[Math] Expressing a hyperplane as the span of several vectors.

Question

How do I express the hyperplane $x+y=1$ as the span of two vectors or more?

P. S. We have a 3D space.

Answer 1

Using only basic analytic geometry: find three different non-collinear points on the plane, for example

$$A=(1,0,1)\;,\;\;B=(1,0,0)\;,\;\;C=(0,1,0)$$

and now construct the directed vectors

$$\vec{AB}=B-A=(0,0,-1)\;,\;\;\vec{AC}=C-A=(-1,1,-1)$$

and then the plane is

$$\pi:\;A+r\vec{AB}+s\vec{AC}=(1,0,1)+r(0,0,-1)+s(-1,1,-1)\;,\;\;r,t\in\Bbb R$$

Check: take the vectorial product of the direction vectors to get a perpendicular vector to the plane:

$$\vec{AB}\times\vec{AC}=\det\begin{vmatrix}i&j&k\\0&0&-1\\-1&1&-1\end{vmatrix}=(1,1,0)$$

and thus our plane is $\;x+y+d=0\;$ , and to find $\;d\;$ we can substitute any point on the plane here, say $\;A\;$ , to obtain

$$0+0+d=0\implies d=0$$

and the wanted plane is

$$x+y-1=0$$

which, of course, it is the same as you give. This way is just a standard form to check that what we got at the beginning is correct.

Anyway, you can look at your plane as the translation of a subspace, so;

$$\pi:\;\;\text{Span}\,\left\{\;(0,0,-1)\,,\,\,(-1,1,-1)\;\right\}+(1,0,1)$$

WHAT TO DO:
**a)** Transcribe the part of the hyperplane thread starting with "and the wanted" and going on through "beginning is correct.".
**b)** Answer these questions from the hyperplane thread:
(i) In what kind of space is the hyperplane set?
(ii) What kind of points does the answer say to find on the plane?
(iii) What does the answer say the plane can be looked at as?
**c)** Say whether each statement agrees with the hyperplane thread. Give yes or no and quote the words that decide it.
(i) The question asks how to express the hyperplane x+y=1 as the span of two or more vectors.
(ii) The check takes the dot product of the direction vectors.
(iii) The three points chosen must be collinear.
Answer from the hyperplane thread alone.

ENTRIES PROVIDED:
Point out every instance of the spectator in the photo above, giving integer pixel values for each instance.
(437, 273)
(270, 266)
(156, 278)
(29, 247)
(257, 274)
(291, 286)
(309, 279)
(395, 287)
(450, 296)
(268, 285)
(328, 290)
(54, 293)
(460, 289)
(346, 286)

RESULTS:
**a)**
and the wanted plane is

$$x+y-1=0$$

which, of course, it is the same as you give. This way is just a standard form to check that what we got at the beginning is correct.

**b)**
(i) A 3D space.
(ii) Three different non-collinear points on the plane.
(iii) The translation of a subspace.

**c)**
(i) Yes: "How do I express the hyperplane $x+y=1$ as the span of two vectors or more?"
(ii) No: "take the vectorial product of the direction vectors to get a perpendicular vector to the plane"
(iii) No: "find three different non-collinear points on the plane"